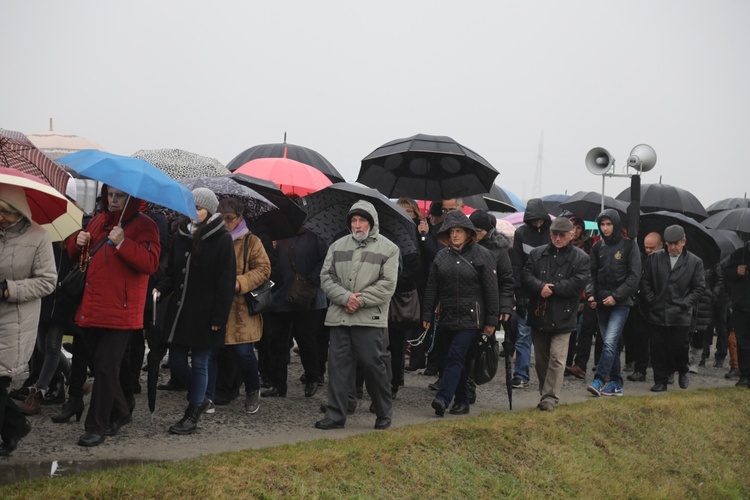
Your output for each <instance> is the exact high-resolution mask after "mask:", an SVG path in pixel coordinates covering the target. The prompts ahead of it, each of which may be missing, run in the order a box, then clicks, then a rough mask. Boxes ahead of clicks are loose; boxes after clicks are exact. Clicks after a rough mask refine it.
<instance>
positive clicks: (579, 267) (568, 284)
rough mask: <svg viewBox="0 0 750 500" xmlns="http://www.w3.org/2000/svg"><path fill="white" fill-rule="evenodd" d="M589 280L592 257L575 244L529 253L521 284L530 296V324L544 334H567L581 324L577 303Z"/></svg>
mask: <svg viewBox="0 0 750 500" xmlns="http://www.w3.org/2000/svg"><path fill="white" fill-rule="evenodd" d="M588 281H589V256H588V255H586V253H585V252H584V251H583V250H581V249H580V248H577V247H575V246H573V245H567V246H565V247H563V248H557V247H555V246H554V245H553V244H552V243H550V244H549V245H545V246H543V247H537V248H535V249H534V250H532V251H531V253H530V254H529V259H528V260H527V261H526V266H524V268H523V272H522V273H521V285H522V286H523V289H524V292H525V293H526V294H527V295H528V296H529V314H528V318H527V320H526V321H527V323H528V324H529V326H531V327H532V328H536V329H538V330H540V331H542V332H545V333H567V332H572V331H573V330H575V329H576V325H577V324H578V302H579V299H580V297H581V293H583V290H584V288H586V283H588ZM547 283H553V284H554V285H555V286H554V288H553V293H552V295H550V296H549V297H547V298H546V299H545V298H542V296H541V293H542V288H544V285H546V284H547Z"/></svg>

## Task requirements
Include the first line of the records, the line containing "positive clicks: (579, 267) (568, 284)", and every line between them, repeated exactly. Skip the pictures.

## Exercise output
Your output for each <instance> is the exact high-resolution mask after "mask:", an SVG path in pixel coordinates covering the target. The prompts ahead of it, each of which may be missing, run in the order a box, then clicks, then a rough mask. Boxes ahead of clicks are loose; boxes after clicks are exact. Clicks after a rough mask refine it.
<instance>
positive clicks: (579, 267) (568, 284)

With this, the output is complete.